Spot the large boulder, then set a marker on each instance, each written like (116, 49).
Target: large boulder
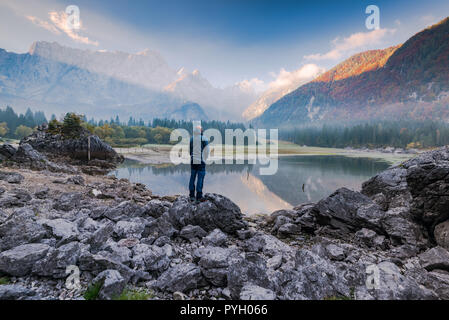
(215, 212)
(182, 277)
(44, 141)
(16, 292)
(57, 260)
(19, 261)
(7, 151)
(113, 284)
(348, 211)
(418, 187)
(20, 228)
(11, 177)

****

### What is needed
Restate each line of the records exactly; pictures do not belong in the copy.

### Finished task
Spot the large boulder, then set a marker on each instance, each written like (116, 49).
Target: large boulder
(215, 212)
(182, 277)
(44, 141)
(16, 292)
(57, 260)
(19, 261)
(7, 151)
(113, 284)
(348, 211)
(418, 187)
(20, 228)
(11, 177)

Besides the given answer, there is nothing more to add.